- **DIRECTIONS**:
Below you will find a set of lines. Repeat them all exactly.

- **TASK INPUT**:
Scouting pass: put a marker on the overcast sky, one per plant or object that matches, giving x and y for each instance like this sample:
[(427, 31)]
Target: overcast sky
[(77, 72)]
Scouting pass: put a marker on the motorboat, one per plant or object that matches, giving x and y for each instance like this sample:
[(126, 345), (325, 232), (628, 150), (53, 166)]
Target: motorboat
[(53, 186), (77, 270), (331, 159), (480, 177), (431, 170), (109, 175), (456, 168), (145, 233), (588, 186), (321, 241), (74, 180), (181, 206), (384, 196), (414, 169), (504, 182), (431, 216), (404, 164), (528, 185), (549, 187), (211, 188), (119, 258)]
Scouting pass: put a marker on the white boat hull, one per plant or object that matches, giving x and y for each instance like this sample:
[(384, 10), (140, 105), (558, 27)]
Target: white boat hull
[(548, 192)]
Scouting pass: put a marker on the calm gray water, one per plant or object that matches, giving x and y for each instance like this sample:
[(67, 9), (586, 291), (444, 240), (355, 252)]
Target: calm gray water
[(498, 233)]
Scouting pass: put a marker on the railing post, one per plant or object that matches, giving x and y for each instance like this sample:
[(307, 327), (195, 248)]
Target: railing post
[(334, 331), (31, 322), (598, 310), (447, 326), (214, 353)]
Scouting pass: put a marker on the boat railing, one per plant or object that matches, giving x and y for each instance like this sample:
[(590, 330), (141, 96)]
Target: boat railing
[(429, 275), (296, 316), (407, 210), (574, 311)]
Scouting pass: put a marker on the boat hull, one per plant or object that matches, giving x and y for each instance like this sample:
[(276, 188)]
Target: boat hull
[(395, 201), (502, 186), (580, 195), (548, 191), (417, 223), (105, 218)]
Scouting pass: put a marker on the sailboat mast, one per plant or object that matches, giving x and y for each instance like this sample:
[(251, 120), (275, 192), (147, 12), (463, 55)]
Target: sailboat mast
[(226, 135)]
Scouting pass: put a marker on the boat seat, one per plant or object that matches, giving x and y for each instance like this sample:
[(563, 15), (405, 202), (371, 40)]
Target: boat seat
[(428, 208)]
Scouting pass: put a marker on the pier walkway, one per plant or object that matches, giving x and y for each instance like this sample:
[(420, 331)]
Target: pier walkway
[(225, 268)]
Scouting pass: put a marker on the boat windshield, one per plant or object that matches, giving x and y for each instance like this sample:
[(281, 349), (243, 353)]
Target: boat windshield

- **RESPONSE FOR THIS EXERCISE**:
Scouting pass: put a marker on the overcast sky, one per plant or object that matches, giving x and y for each instance like this sample:
[(427, 31)]
Target: overcast sky
[(77, 72)]
Scouting pass: put a marker on the motorboat, one per plant or object that matches, giving x and y for each instance like this sample:
[(126, 345), (325, 232), (628, 150), (53, 166)]
Target: motorboat
[(53, 186), (77, 270), (331, 159), (480, 177), (431, 170), (109, 175), (456, 168), (145, 233), (588, 186), (321, 241), (74, 180), (181, 206), (384, 196), (414, 169), (504, 182), (431, 216), (404, 164), (528, 185), (549, 187), (211, 188), (119, 258)]
Scouting pass: put a marker on the white boat hull, one per plant or object that matches, giving x and y for each instance like this sample:
[(384, 10), (140, 105), (558, 27)]
Target: white boat hull
[(548, 192)]
Scouting pass: put a marker on the calm gray water, one per plant or object that matches, giving x and y for each instance like this sample:
[(67, 9), (586, 291), (444, 240), (355, 252)]
Target: calm gray water
[(498, 233)]
Scouting pass: put a marker on the railing post, one per plant or object that matches, giving x and y for each instance like this sample:
[(307, 327), (195, 248)]
Target: railing post
[(334, 331), (31, 322), (598, 310), (447, 326), (214, 353)]
Scouting pass: put a marker on the boat railing, one per plant or object that matches, giving x and y for each instance like this sample:
[(590, 330), (141, 96)]
Target: boat railing
[(429, 275), (296, 316), (407, 210), (574, 311)]
Scouting pass: put a marker on the boat hull, one per plant or object that matches, giving x and y for each instance like this sample:
[(276, 188)]
Target: boat hull
[(395, 201), (502, 186), (580, 195), (548, 191), (417, 223), (105, 218)]
Scouting pass: put a marker on the sailboat mast, one per plant or object that matches, giving x and y for each instance like this sample:
[(251, 120), (275, 192), (147, 12), (463, 55)]
Target: sailboat mast
[(226, 135)]
Scouting pass: put a marker on the boat seat, one per plant or object that matches, giving x and y for each instance like this sample:
[(563, 15), (405, 202), (371, 40)]
Target: boat seat
[(428, 208)]
Scouting pass: put a marker on the pier walkway, one per plant or object that matches, giving x and y for each instance like this sample:
[(420, 331)]
Target: pier walkway
[(225, 268)]
Scouting pass: put a marker on the boat windshield, one per plant or object that matches, giving x and y for each instance like this sample:
[(281, 349), (243, 353)]
Target: boat windshield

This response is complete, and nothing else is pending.